● BRIEF 1: Arrange everything from the start of the records down to the line containing "rough mask: <svg" as a numbered list, with blank lines omitted and both end lines included.

● PROVIDED PASSAGE:
-*-

Resolution 2475 (2023)

Parliamentary Assembly
Assembly debate on 23 January 2023 (2nd sitting) (see Doc. 15591, report of the Committee on Legal Affairs and Human Rights, rapporteur: Mr Pieter Omtzigt; and Doc. 15672, opinion of the Committee on Social Affairs, Health and Sustainable Development, rapporteur: Mr Stefan Schennach). Text adopted by the Assembly on 23 January 2023 (2nd sitting).See also Recommendation 2244 (2023).
1. The Parliamentary Assembly recalls its Resolution 2091 (2016) “Foreign fighters in Syria and Iraq” and Resolution 2190 (2017) “Prosecuting and punishing the crimes against humanity or even possible genocide committed by Daesh”. It reiterates its position that “individuals who act in the name of … Daesh … have perpetrated acts of genocide and other serious crimes punishable under international law” and that “there is conclusive evidence that Daesh has committed genocidal acts against members of the Yazidi, Christian and non-Sunni Muslim minorities”. Many of these acts, such as enslavement, sexual slavery, rape, imprisonment, torture and murder, also amount to war crimes and crimes against humanity.
2. The Assembly notes that both the United Nations Independent International Commission of Inquiry on the Syrian Arab Republic in 2016 and the United Nations Investigative Team to Promote Accountability for Crimes Committed by Da’esh/ISIL (UNITAD) in 2021 concluded that Daesh had committed genocide against the Yazidis. UNITAD has also identified evidence of crimes committed against other groups, such as Shia, Christians and other communities.

-*-

● BRIEF 2: Reproduce the Assembly resolution word for word, everything from "2. The Assembly" down to "and other communities.".

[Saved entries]
-*-

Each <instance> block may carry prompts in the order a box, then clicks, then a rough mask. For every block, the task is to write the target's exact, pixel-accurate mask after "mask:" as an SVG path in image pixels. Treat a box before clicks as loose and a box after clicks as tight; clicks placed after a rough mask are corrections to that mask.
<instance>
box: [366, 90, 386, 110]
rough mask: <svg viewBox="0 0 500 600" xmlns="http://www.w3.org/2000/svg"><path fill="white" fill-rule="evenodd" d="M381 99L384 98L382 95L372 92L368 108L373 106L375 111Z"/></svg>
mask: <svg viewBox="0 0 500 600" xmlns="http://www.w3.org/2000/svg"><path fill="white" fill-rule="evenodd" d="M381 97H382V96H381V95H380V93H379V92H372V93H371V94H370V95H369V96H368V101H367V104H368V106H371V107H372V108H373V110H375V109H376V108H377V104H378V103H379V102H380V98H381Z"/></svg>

-*-

● EXERCISE RESULT 1:
1. Each <instance> block may carry prompts in the order a box, then clicks, then a rough mask. For every block, the task is to write the target's exact, pixel-accurate mask after "mask:" as an SVG path in image pixels. Treat a box before clicks as loose and a box after clicks as tight; clicks placed after a rough mask are corrections to that mask.
2. <instance>
3. box: [366, 90, 386, 110]
4. rough mask: <svg viewBox="0 0 500 600" xmlns="http://www.w3.org/2000/svg"><path fill="white" fill-rule="evenodd" d="M381 99L384 98L382 95L372 92L368 108L373 106L375 111Z"/></svg>

● EXERCISE RESULT 2:
2. The Assembly notes that both the United Nations Independent International Commission of Inquiry on the Syrian Arab Republic in 2016 and the United Nations Investigative Team to Promote Accountability for Crimes Committed by Da’esh/ISIL (UNITAD) in 2021 concluded that Daesh had committed genocide against the Yazidis. UNITAD has also identified evidence of crimes committed against other groups, such as Shia, Christians and other communities.